The problem: Print each line from the start of the records below up through the line where "Query: green stalk" is found, exactly as given.

Collection entries:
--- START ---

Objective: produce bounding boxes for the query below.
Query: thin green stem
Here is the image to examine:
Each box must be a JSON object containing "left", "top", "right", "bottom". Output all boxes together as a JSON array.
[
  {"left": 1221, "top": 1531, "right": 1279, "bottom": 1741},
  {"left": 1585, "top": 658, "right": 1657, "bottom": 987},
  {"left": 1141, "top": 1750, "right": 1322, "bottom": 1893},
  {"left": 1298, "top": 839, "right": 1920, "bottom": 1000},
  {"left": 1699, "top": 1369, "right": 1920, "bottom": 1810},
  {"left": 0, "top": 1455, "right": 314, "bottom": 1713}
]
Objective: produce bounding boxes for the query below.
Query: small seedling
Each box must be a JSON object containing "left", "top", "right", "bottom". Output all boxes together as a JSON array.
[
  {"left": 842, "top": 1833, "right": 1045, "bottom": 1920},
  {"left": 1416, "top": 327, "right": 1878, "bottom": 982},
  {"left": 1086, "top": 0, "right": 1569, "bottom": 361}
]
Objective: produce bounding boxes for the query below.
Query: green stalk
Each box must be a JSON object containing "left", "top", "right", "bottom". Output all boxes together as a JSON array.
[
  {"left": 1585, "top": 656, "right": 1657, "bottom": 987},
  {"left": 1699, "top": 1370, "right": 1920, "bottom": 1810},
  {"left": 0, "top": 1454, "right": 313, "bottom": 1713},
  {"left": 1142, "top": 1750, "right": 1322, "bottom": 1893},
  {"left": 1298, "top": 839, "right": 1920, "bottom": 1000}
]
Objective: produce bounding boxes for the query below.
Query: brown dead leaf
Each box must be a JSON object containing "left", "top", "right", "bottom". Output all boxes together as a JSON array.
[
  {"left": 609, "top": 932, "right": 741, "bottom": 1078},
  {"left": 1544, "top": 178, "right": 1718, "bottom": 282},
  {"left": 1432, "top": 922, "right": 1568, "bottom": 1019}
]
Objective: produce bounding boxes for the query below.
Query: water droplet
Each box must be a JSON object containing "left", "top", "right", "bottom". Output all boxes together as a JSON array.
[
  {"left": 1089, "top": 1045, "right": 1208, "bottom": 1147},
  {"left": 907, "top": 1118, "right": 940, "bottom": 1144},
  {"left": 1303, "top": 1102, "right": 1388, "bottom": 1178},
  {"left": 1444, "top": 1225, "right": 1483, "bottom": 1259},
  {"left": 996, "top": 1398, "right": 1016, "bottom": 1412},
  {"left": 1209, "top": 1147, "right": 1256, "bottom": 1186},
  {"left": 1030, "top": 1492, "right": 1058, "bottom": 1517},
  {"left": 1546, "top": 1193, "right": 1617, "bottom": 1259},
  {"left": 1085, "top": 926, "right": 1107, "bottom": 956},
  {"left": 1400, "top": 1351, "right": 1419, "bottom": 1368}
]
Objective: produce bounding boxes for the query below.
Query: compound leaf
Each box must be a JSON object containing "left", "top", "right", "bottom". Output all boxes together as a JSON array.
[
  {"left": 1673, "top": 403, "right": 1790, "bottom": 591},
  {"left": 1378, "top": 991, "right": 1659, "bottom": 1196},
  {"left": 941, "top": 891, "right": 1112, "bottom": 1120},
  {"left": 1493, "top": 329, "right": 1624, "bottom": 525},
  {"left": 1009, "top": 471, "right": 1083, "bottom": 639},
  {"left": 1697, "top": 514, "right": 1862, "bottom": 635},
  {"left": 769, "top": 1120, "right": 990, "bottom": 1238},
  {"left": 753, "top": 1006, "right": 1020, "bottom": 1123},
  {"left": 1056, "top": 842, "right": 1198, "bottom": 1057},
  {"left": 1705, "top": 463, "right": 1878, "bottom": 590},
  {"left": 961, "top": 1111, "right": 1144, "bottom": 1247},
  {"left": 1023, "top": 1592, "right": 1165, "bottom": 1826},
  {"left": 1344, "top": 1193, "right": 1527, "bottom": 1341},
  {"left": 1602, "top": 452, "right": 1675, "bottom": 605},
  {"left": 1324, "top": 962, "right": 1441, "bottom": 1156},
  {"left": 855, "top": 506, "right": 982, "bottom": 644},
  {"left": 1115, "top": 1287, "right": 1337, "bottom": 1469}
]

--- END ---

Answer area:
Objective: produce bounding boxes for the query below.
Query: thin green stem
Here is the image to examine:
Each box must be a JSON object containing "left", "top", "right", "bottom". Output all boxes together as a JSON array.
[
  {"left": 1221, "top": 1531, "right": 1279, "bottom": 1741},
  {"left": 1585, "top": 658, "right": 1657, "bottom": 987},
  {"left": 1141, "top": 1750, "right": 1322, "bottom": 1893},
  {"left": 1298, "top": 839, "right": 1920, "bottom": 1000},
  {"left": 1699, "top": 1369, "right": 1920, "bottom": 1810},
  {"left": 0, "top": 1455, "right": 314, "bottom": 1713}
]
Objective: produce bounding boxes for the query below.
Query: small seedling
Each box must be a JSON object containing "left", "top", "right", "bottom". Output all boxes together as a JSON array.
[
  {"left": 842, "top": 1833, "right": 1045, "bottom": 1920},
  {"left": 1416, "top": 327, "right": 1878, "bottom": 982},
  {"left": 1086, "top": 0, "right": 1569, "bottom": 361}
]
Objective: produce bounding boxes for the query below.
Query: green stalk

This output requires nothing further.